Source extract:
The Atlanta Roadside Calendar
Twelve years of dispatch logs sketch a seasonal rhythm. January's first cold snap: battery week, the year's busiest. Spring storm season: winch-outs from soft shoulders and flooded-lane stalls, plus the pollen wave, which doesn't strand anyone but coats every windshield we work behind in yellow. Summer: overheating season on the Connector's stop-and-go, cooling systems failing at 96 degrees, and airport-lot battery deaths as vacation cars sit for two weeks. Football Saturdays and Falcons Sundays: lockouts and dead batteries clustered around stadium lots, tailgate stereos are a reliable sponsor of our jump-start business. And every single day, distributed evenly across this entire metro, somebody runs out of gas within a mile of a station. There is no season for that one. There is only the human condition.
What We Won't Do, So You Hear It From Us
A short honesty list. We won't perform engine diagnostics beyond battery, charging and the obvious, guessing at a crank sensor on a dark shoulder helps nobody. We won't patch a tire to "probably fine" and wave you onto I-85, if the fix isn't roadworthy, we'll say tow, and we'd say it even if we didn't own tow trucks. We won't work in a live lane, if your car died somewhere truly exposed, the first move is getting it, or at least you, somewhere survivable. And we won't pretend a car with a snapped timing belt needs anything but a shop. The companies that promise roadside miracles bill for the miracle and then bill for the tow anyway. We skip to the part that works.
Until the Truck Arrives
- Roll as far out of traffic as the car allows, hazards on immediately.
- On a highway shoulder, stay belted in the car. Outside the car, stand well away from the traffic side, behind a guardrail if one exists.
- Night or rain: dome light on, phone flashlight ready. Make the car easy to find.

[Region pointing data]
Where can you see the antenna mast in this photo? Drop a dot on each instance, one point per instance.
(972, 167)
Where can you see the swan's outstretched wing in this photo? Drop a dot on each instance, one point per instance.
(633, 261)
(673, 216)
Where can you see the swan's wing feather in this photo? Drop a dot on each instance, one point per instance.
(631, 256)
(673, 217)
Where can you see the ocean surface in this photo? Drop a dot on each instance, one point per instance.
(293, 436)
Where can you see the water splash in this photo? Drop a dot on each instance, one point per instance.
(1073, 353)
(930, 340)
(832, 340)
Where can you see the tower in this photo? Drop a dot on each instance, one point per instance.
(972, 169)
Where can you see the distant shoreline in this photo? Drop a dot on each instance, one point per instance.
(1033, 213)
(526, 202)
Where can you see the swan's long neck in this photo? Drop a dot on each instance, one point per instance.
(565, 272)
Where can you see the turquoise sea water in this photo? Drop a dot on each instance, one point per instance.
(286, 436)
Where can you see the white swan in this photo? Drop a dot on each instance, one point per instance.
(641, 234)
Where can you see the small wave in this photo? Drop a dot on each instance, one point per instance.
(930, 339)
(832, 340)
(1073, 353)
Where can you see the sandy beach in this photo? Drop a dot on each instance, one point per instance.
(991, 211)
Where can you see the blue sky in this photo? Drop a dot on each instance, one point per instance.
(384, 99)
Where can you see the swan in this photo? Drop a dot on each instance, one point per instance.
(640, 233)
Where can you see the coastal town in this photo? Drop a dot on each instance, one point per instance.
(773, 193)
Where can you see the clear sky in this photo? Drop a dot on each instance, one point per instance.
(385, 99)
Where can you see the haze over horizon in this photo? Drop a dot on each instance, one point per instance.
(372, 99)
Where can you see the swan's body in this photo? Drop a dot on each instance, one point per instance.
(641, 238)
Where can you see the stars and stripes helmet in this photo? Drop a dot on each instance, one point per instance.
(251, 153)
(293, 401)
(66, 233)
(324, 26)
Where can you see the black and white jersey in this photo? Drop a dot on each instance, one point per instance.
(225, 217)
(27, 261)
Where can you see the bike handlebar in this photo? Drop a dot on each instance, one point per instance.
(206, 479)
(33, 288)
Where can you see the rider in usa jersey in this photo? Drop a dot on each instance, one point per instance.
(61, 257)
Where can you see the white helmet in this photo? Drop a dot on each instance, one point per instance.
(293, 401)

Tasks to perform:
a) Do the following statements agree with the roadside assistance text? (i) January's first cold snap brings the busiest week of the year. (ii) The service will work in a live lane when a car dies somewhere exposed. (iii) Running out of gas near a station happens mostly in summer. Answer yes or no for each, quoting the words of the text that decide it.
b) Recast the paragraph of the roadside assistance text that begins "A short honesty list" as a bulleted list, keeping its main facts.
c) Continue the roadside assistance text, picking up after its final line about night or rain.

Solved tasks:
a)
(i) Yes: "January's first cold snap: battery week, the year's busiest."
(ii) No: "We won't work in a live lane"
(iii) No: "There is no season for that one."

b)
- No engine diagnostics beyond battery, charging and the obvious, because guessing at a crank sensor on a dark shoulder helps nobody.
- No patching a tire to "probably fine." If the fix isn't roadworthy, they'll say tow, and would say so even without owning tow trucks.
- No work in a live lane. A car that died somewhere truly exposed, or at least its driver, must first get somewhere survivable.
- No pretending a car with a snapped timing belt needs anything but a shop.
- Companies that promise roadside miracles bill for the miracle and then bill for the tow anyway. This service skips to the part that works.

c)
- Text or read dispatch your cross street, exit number or a dropped pin.
- Doors locked, window cracked for anyone who stops. Good Samaritans are usually exactly that, but "my truck is two minutes out" is a safe sentence either way.
Dead battery, flat tire, locked out, empty tank, call (404) 595-9776. If it's a ten-minute fix, that's all we'll charge you for.
Common Questions
- How much does roadside assistance cost in Atlanta?
- Jump starts, lockouts and tire changes each run a flat service-call price, less than a tow. Fuel delivery is the service call plus the gas itself. Exact numbers are on our rates page and quoted on the phone before anyone rolls.
- Do I need a membership?
- No. No annual fee, no plan, no upsell call afterward. You pay for the service you got, once.
- My car started after the jump. Do I still owe anything?
- Just the jump start call, and you'll know that price before we head out. If the battery test shows it won't survive the week, we'll tell you, but what you do about it is your business.
- Can you fix my car on the roadside?
- Small things, sometimes. Batteries, tires, fuel, a loose clamp. Anything that needs parts or a lift means a tow to a shop, and we'll say so plainly instead of experimenting on the shoulder.